→ Text excerpt
|---|
Heartened by my success in the local installation, I went back to the Repair section and converted all the posts to the new design. I also did this for the Garage section, the Design section, and the Customization section. I wrote new long landing pages for those sections, and also did a big new landing page for the
Smörg section. I still have to convert all the posts in the Smörg section to the responsive design. The Smörg category pages also need a new design. I hope to get this by the end of the year. I loved doing this new content, I am a writer after all, and that took up July.
As part of recovering from the PTSD that Silicon Valley gave me, I started participating in
Sportster and
K-model forums. This inspired me to make a table of the major changes in the bikes that I use for
the BOM landing page lede. For these wide tables I make the pdf file on a 11x17 tabloid, or B-sized page. It was a lot of work to get the table to fit, and that is the best thing about print-- it forces you to be concise. I also whipped out
a table for handlebars, but that will be up-revved and incorporated in the normal BOM category page next year. For now I want to concentrate on the engine parts. The BOM updates took up August.
Meanwhile I had been doing a ton of Solidworks to polish the design of my replacement Sportster motor. I had been calling this HARM, for Harley aftermarket replacement motor. Since the fine lawyers at Harley might take exception to that, I have changed the project to OSARM, Open-Sport aftermarket replacement motor. Its always smart to stay on the good side of the people that invented this bike. I have not posted the design yet, I figure to do that in 2016. But I did add a landing page for that section, as opposed to just linking back to the contents page, which was pretty sketchy behavior.
So by Fall I had a new header, new responsive design, a local publishing system, and new content. I have been working from the bottom up. First I fixed the publish system, then the design, and then the content. So in September I prepared for this roll-out by doing a new home page, a new contents page, a new Archive page design, and a big post about Sportster problems in the maintenance category of the Repair section. That took up the better part of September, and there was always going back to fix dozens of mistakes and oversights in things I had already done.
|---|
[Point annotation records]
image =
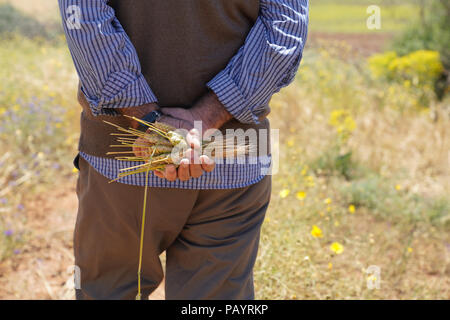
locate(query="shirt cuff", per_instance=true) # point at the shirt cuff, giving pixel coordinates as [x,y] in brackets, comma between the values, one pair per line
[122,91]
[231,97]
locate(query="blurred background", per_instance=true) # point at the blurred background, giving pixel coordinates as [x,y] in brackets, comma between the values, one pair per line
[364,161]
|---|
→ What is asked
1. Answer these questions about the motorcycle website blog post:
(a) What name did the writer give the replacement motor project after dropping "HARM"?
(b) On what page size does the writer make the pdf file for wide tables?
(c) Which month did the BOM updates take up?
2. Multiply every coordinate in the answers by 1.1 and round to whole numbers, with halves rounded up. Then write out the records from the line containing "at the blurred" through the end of the records, inclusive, keeping the request line, and give only those lines.
The text and the records have no connection to each other.

→ Solution set
1.
(a) OSARM, for Open-Sport aftermarket replacement motor.
(b) An 11x17 tabloid, or B-sized page.
(c) August.

2.
locate(query="blurred background", per_instance=true) # point at the blurred background, giving pixel coordinates as [x,y] in brackets, comma between the values, one pair per line
[400,177]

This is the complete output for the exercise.